PROBLEMS
1/ In the embeddings tutorial, where does it say to add the cosine_similarity() function?
2/ Copy everything in the embeddings tutorial from "Start the function" down to "the results together.".

Your terminal should print a vector length for each text.

Example output pattern:

Q1 created vector with 768 dimensions
D101 created vector with 768 dimensions
D102 created vector with 768 dimensions
D103 created vector with 768 dimensions

Your exact vector length may differ depending on the model.

At this point, each text has been transformed into a numerical representation. You do not need to read every number. You need to confirm that the backend can now compare the texts in the same vector space.

Step Hint

If you get an error, check that Ollama is running, the model name is correct, and the Python package is installed.

Step Feedback

This step is strong when every input produces an embedding and all embeddings have the same number of dimensions.


Step 5: Execute cosine similarity

Next, you will create a function that compares two embedding vectors and returns a similarity score.

Action

Add a cosine_similarity() function below get_embedding() and above main().

Breakdown

Start the function with two vector parameters:

def cosine_similarity(vector_a: List[float], vector_b: List[float]) -> float:
    """Compare two vectors by cosine similarity."""

Calculate the dot product:

    dot_product = sum(a * b for a, b in zip(vector_a, vector_b))

The dot product multiplies values in the same positions and adds the results together.

Calculate the magnitude of the first vector:

    magnitude_a = sqrt(sum(a * a for a in vector_a))

Calculate the magnitude of the second vector:

    magnitude_b = sqrt(sum(b * b for b in vector_b))

Add a guard for empty or zero-length vectors:

    if magnitude_a == 0 or magnitude_b == 0:
        return 0.0

Return the cosine similarity score:

    return dot_product / (magnitude_a * magnitude_b)

Your completed function should look like this:

def cosine_similarity(vector_a: List[float], vector_b: List[float]) -> float:
    """Compare two vectors by cosine similarity."""
    dot_product = sum(a * b for a, b in zip(vector_a, vector_b))
    magnitude_a = sqrt(sum(a * a for a in vector_a))
    magnitude_b = sqrt(sum(b * b for b in vector_b))

RAW DATA

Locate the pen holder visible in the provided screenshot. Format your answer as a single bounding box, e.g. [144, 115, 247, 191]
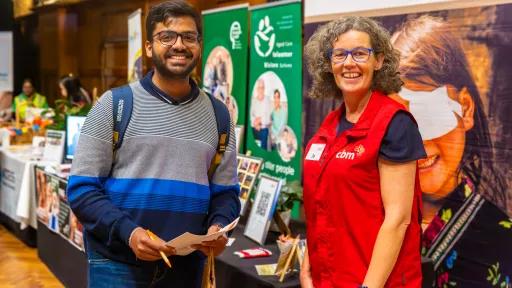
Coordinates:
[201, 248, 216, 288]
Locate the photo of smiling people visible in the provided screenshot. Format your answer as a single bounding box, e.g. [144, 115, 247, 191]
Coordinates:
[277, 126, 297, 162]
[237, 155, 263, 215]
[250, 71, 288, 151]
[203, 46, 238, 123]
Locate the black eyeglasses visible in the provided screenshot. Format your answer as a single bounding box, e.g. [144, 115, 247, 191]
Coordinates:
[153, 30, 201, 47]
[327, 47, 373, 64]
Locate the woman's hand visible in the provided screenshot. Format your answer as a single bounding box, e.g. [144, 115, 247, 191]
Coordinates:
[300, 248, 314, 288]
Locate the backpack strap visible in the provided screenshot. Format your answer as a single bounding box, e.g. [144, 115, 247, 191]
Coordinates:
[205, 92, 231, 181]
[112, 85, 133, 153]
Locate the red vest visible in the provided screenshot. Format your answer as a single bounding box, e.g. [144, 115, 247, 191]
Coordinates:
[304, 92, 421, 288]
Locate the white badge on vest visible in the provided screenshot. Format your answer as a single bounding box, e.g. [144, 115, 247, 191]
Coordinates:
[306, 144, 325, 161]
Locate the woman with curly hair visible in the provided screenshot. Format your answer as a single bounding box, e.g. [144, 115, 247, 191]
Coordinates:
[301, 17, 426, 288]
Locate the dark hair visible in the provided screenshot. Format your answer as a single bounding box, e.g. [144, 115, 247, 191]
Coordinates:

FINAL RESULTS
1/ Below get_embedding() and above main().

2/
Start the function with two vector parameters:

def cosine_similarity(vector_a: List[float], vector_b: List[float]) -> float:
    """Compare two vectors by cosine similarity."""

Calculate the dot product:

    dot_product = sum(a * b for a, b in zip(vector_a, vector_b))

The dot product multiplies values in the same positions and adds the results together.